Text shown:
%%
I can tell that I’ve got him right there. He starts to tell me about a time he was out with my brother and two men were “effing and blinding” (my father rarely swears) at a young woman across the street.

“I might read up on this, on the internet, when I get home to your mum.”

We return to our cups of tea, but internally, ideas are brewing.

Why aren’t more fathers involved in the feminist movement? On the surface, it seems an obvious partnership. Surely no father would want his daughter to grow up in a world where she had less respect, less equality and less room to succeed than her brothers? Yet the link between “feminism” and “making life better for your daughter” seems to be feeble to the point of invisibility. Instead, there is a jump to the fear of the unfamiliar, the media-generated whispers of what evil feminists are like – man-haters to quote my dad, who is neither a sexist nor easily swayed by the opinions of the papers. He was just recounting what he understood the term to mean.

I want to take a little time to unpick the relationship between feminism and fatherhood, with the hope of encouraging more people to think about feminism in a more positive light, to give them the tools to talk to their parents about feminism, and to (finally) get our dads on board.

There is a lot of prejudice surrounding feminism and the family. This can range from the (in)famous Pat Robinson quote that “feminism is a socialist, anti-family, political movement that encourages women to leave their husbands, kill their children, practice witchcraft, destroy capitalism and become lesbians” to the somewhat outre thinking (not to mention strange definitions) of a divorce campaigner in America. A quick google for references to “feminism and the family” or “fathers and feminism” reveals heartbreaking commonalities mostly centered around the idea that the feminist movement is somehow trying to extract men from the entire family process.
%%
Supplied information:
%%
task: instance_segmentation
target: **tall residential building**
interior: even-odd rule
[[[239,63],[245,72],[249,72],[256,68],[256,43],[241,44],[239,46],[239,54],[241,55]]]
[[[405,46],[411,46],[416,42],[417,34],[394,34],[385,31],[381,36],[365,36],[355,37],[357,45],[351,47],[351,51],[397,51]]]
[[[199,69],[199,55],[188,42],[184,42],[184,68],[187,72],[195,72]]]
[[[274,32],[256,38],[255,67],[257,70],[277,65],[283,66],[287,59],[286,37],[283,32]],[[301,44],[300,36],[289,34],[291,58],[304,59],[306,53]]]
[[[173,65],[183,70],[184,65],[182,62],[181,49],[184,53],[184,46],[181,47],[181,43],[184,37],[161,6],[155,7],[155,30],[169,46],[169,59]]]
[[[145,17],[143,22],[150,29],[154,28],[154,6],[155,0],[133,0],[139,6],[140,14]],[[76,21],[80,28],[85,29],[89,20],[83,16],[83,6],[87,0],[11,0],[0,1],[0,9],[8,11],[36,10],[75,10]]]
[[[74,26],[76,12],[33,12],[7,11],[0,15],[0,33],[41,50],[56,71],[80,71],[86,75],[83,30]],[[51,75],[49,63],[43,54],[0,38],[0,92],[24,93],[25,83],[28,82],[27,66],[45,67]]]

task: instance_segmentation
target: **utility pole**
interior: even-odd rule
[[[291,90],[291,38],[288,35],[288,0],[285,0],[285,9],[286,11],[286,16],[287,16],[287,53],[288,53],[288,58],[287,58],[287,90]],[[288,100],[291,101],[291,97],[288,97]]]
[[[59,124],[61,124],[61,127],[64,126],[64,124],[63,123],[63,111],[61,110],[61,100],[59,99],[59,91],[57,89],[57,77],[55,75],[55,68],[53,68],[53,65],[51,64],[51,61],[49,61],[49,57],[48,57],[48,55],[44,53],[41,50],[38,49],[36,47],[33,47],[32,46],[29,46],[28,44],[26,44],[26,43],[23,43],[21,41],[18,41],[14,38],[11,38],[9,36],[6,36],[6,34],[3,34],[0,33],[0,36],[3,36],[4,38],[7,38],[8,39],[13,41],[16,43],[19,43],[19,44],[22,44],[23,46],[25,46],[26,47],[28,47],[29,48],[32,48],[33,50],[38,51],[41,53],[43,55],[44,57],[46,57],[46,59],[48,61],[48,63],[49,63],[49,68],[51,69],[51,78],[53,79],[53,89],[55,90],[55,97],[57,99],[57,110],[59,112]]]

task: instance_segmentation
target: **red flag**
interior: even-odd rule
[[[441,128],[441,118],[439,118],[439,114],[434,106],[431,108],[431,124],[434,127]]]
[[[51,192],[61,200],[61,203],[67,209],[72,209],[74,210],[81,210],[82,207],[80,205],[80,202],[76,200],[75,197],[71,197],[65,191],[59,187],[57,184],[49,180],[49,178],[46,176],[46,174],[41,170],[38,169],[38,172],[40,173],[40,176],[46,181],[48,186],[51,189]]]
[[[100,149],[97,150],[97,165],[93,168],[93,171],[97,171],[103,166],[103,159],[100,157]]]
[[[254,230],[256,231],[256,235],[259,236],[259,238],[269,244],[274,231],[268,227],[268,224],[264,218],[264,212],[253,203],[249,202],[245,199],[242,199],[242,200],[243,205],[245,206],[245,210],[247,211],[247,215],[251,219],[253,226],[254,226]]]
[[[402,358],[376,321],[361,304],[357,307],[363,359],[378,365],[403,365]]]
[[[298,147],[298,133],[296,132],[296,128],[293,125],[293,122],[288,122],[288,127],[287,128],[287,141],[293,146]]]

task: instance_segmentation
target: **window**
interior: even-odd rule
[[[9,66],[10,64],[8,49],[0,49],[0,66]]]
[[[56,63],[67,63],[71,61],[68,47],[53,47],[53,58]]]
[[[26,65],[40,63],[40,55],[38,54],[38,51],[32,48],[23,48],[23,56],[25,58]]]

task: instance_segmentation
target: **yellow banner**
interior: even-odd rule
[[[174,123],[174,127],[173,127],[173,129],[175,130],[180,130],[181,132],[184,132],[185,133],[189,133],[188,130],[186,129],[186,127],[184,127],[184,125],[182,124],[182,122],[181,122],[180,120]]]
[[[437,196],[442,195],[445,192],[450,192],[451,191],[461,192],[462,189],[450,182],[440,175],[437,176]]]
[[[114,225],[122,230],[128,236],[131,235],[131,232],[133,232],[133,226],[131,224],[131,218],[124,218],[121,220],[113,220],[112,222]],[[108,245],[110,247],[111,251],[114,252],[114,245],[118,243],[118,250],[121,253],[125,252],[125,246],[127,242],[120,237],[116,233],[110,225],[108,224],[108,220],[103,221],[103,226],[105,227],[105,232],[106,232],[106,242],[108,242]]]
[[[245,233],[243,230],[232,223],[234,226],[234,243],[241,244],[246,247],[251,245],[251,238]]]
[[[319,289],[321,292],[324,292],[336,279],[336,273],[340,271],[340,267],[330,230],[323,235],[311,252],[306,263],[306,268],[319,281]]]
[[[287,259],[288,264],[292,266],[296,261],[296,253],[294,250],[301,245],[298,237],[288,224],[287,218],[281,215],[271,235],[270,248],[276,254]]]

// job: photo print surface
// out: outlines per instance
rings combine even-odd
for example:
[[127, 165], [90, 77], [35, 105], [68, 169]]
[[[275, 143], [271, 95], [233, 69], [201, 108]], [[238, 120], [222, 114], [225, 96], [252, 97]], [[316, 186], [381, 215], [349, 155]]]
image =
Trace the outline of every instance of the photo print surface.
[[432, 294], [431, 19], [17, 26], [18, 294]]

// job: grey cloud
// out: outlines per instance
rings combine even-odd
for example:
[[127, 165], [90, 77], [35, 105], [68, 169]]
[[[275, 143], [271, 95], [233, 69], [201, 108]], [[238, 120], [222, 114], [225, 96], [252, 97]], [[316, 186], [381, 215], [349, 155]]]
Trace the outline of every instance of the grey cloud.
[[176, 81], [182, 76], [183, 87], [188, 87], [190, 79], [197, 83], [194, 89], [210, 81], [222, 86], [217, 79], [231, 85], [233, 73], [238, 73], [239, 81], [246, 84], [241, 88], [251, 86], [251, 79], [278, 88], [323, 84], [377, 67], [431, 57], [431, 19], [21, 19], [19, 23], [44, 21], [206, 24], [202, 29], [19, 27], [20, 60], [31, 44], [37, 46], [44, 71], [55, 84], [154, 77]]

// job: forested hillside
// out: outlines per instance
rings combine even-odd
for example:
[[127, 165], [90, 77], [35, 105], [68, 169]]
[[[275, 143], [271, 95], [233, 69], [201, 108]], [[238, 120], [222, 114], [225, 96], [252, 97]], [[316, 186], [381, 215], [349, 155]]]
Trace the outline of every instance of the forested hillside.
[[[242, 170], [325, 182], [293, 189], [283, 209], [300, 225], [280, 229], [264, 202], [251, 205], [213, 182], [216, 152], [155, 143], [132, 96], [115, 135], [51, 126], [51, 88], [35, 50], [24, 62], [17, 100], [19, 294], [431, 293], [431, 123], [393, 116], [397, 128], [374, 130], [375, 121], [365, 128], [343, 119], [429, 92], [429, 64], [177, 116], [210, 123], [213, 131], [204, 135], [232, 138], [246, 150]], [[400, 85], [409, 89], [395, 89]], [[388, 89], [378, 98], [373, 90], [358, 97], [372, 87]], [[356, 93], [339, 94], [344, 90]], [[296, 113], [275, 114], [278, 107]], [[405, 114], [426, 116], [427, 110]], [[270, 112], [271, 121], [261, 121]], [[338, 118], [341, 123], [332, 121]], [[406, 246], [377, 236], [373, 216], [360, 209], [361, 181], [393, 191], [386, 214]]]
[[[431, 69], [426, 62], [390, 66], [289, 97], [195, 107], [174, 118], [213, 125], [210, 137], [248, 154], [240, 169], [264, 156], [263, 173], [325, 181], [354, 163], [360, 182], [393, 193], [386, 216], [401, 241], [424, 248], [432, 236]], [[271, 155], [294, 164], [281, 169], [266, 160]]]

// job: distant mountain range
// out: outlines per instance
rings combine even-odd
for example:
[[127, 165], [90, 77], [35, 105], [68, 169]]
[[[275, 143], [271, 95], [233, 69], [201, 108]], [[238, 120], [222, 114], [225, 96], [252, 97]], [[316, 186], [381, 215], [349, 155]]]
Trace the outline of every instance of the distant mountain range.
%%
%%
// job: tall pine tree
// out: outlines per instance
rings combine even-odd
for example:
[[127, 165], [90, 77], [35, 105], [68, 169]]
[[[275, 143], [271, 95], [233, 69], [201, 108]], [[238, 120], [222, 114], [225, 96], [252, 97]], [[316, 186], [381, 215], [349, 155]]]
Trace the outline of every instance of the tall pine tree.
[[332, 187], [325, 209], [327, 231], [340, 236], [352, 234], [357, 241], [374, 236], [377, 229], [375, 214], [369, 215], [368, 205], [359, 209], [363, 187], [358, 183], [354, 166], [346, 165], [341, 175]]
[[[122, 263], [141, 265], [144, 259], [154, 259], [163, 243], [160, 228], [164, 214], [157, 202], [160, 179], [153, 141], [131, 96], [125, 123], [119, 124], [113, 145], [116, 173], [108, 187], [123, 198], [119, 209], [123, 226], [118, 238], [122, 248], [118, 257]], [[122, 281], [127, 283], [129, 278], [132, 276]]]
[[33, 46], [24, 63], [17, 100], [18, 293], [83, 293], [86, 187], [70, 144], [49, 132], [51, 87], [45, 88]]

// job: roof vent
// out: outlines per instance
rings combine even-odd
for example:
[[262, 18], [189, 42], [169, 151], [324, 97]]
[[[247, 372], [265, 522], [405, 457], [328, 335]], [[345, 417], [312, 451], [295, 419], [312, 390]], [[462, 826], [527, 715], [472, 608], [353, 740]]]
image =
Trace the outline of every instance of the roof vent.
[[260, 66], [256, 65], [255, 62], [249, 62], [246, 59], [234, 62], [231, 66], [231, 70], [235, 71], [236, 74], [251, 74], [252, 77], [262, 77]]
%%
Work to complete:
(A) Please output the essay on fathers and feminism word for word, beginning at the words "I can tell that" and stopping after the words "across the street.".
(B) In the essay on fathers and feminism, what word did the writer's father use for feminists?

The answers:
(A)
I can tell that I’ve got him right there. He starts to tell me about a time he was out with my brother and two men were “effing and blinding” (my father rarely swears) at a young woman across the street.

(B) Man-haters.